== Data extract ==
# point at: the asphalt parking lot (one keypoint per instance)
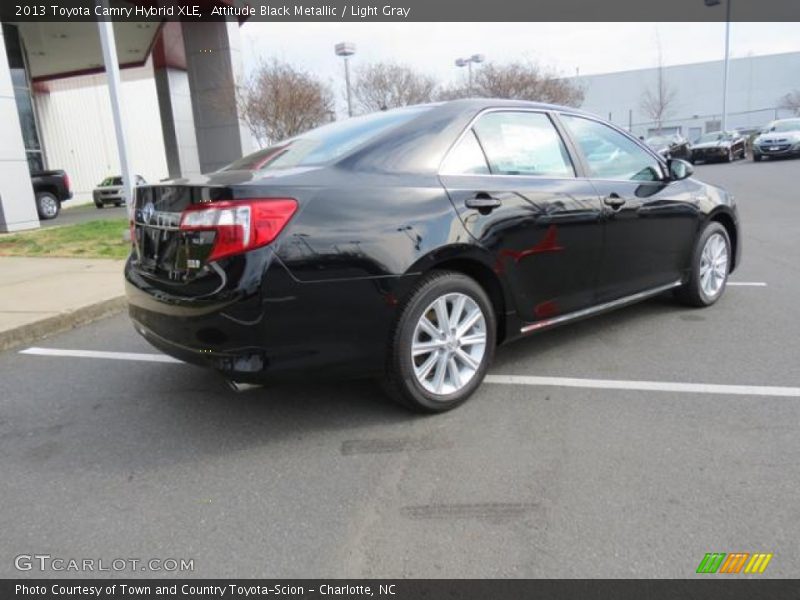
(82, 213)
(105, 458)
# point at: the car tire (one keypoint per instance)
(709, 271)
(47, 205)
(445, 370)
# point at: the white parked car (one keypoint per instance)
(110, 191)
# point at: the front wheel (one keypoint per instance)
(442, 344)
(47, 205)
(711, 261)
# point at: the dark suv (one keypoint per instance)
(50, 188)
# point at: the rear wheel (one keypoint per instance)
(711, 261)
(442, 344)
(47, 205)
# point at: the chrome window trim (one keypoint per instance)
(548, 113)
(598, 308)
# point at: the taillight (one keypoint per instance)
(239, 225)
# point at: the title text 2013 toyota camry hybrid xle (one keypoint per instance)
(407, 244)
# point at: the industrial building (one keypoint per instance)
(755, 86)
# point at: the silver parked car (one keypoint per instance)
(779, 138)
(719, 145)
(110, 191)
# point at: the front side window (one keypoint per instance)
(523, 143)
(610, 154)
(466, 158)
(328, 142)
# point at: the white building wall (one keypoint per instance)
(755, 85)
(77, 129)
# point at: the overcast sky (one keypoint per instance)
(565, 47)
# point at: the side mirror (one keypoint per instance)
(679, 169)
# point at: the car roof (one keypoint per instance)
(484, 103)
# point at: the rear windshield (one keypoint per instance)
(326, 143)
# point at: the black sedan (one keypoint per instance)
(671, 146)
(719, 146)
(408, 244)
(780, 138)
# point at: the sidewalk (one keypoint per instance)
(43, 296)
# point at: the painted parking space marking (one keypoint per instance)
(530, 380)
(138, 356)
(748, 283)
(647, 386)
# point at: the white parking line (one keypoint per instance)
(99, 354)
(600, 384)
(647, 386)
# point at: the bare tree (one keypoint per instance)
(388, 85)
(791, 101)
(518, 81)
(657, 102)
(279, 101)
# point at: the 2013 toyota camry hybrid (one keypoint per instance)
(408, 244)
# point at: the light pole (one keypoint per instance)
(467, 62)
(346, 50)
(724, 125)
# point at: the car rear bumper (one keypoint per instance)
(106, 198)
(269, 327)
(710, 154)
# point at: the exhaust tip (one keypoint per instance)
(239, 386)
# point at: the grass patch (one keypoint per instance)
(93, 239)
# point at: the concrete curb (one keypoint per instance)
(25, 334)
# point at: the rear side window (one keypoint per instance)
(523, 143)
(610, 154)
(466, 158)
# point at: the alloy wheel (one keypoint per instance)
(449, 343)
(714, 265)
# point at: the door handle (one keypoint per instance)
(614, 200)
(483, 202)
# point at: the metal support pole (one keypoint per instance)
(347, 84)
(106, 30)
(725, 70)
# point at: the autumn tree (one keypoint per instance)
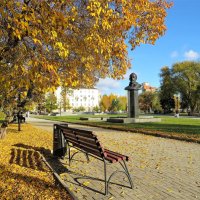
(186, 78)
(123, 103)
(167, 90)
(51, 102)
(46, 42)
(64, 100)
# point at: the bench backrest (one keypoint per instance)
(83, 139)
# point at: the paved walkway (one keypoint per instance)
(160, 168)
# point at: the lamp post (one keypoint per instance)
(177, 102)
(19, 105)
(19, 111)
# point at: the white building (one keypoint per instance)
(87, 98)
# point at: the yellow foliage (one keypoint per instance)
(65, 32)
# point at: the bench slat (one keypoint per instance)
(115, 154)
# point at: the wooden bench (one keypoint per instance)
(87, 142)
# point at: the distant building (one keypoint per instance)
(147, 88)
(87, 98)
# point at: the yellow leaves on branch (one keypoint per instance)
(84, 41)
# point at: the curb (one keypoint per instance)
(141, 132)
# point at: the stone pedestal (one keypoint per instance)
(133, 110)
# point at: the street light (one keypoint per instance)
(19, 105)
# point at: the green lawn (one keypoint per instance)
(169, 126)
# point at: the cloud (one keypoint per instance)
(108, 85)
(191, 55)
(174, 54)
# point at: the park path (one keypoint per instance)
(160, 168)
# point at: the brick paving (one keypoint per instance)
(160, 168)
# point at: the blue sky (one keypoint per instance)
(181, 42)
===
**What you have to do**.
Word for word, restate every line of the listing, omitting the pictures.

**Written solution**.
# point at: the asphalt parking lot (one keypoint per instance)
(82, 213)
(105, 458)
# point at: the car tire (one keypoint per instance)
(709, 271)
(47, 205)
(445, 370)
# point at: the white parked car (one keypoint per instance)
(110, 191)
# point at: the front wheel (one keypoint per instance)
(442, 344)
(47, 205)
(711, 261)
# point at: the dark suv (one keypoint per instance)
(50, 188)
# point at: the rear wheel (one keypoint per instance)
(711, 261)
(442, 344)
(47, 205)
# point at: the chrome window trim (one keypoint per instance)
(548, 113)
(598, 308)
# point at: the taillight (one keypoint per instance)
(239, 225)
# point at: the title text 2013 toyota camry hybrid xle (one keypoint per instance)
(407, 244)
# point at: the industrial building (one keypoint per instance)
(755, 86)
# point at: the silver parked car (one keypoint per instance)
(779, 138)
(719, 145)
(110, 191)
# point at: the front side window (one keypoint per instance)
(523, 143)
(610, 154)
(466, 158)
(328, 142)
# point at: the white building wall (one keypoint per instance)
(755, 85)
(77, 129)
# point at: the overcast sky (one keypoint per instance)
(565, 47)
# point at: the side mirror (one keypoint per instance)
(679, 169)
# point at: the car roof (one keypoint per instance)
(484, 103)
# point at: the rear windshield (one keypoint per instance)
(326, 143)
# point at: the black sedan (one keypoint per instance)
(671, 146)
(719, 146)
(408, 244)
(780, 138)
# point at: the sidewalk (one keypoint per instance)
(43, 296)
# point at: the painted parking space marking (one keypoint per instance)
(530, 380)
(138, 356)
(748, 283)
(647, 386)
# point at: the white parking line (one keypoint per instance)
(99, 354)
(600, 384)
(647, 386)
# point at: the bare tree (one keypoint per instance)
(388, 85)
(791, 101)
(518, 81)
(657, 102)
(279, 101)
# point at: the 2013 toyota camry hybrid (one keypoint per instance)
(408, 244)
# point at: the light pole (one keypoint per instance)
(467, 62)
(346, 50)
(724, 125)
# point at: the car rear bumper (one keypoint per instance)
(106, 198)
(269, 327)
(710, 154)
# point at: the exhaust tip (one keypoint per instance)
(239, 386)
# point at: the grass patch (one keypoint per instance)
(93, 239)
# point at: the concrete curb (one keypoint per instance)
(25, 334)
# point at: the rear side window (one keypoint per instance)
(523, 143)
(610, 154)
(466, 158)
# point at: the alloy wheel (one keypoint per instance)
(449, 343)
(714, 265)
# point at: the door handle (one keypoint per instance)
(614, 200)
(483, 202)
# point at: the metal support pole (one keypoint per instance)
(347, 84)
(106, 30)
(725, 70)
# point at: the autumn tree (one keypoint per instance)
(186, 78)
(123, 103)
(167, 90)
(51, 102)
(46, 42)
(64, 100)
# point at: the bench backrest (one keypoint per instance)
(83, 139)
# point at: the paved walkway (one keypoint per instance)
(160, 168)
# point at: the lamp post (one keypoint per instance)
(177, 102)
(19, 105)
(19, 111)
# point at: the white building (one keypoint per instance)
(87, 98)
# point at: the yellow foliage (one keypoint per instance)
(65, 32)
# point at: the bench slat (one keypoint per instance)
(115, 154)
# point at: the wooden bench (one keypoint per instance)
(87, 142)
# point at: the distant building (one keypoint per instance)
(147, 88)
(87, 98)
# point at: the yellow leaves on branch (one keypoint per instance)
(84, 41)
# point at: the curb (one keypoint per instance)
(141, 132)
# point at: the stone pedestal (one keypoint per instance)
(133, 110)
# point at: the street light (one keypoint per instance)
(19, 105)
# point at: the green lawn (one keypoint per instance)
(169, 126)
# point at: the cloud (one keypoint per instance)
(108, 85)
(191, 55)
(174, 54)
# point at: the park path (one keypoint per instance)
(160, 168)
# point at: the brick paving (one keypoint per instance)
(160, 168)
# point at: the blue sky (one keypoint per instance)
(181, 42)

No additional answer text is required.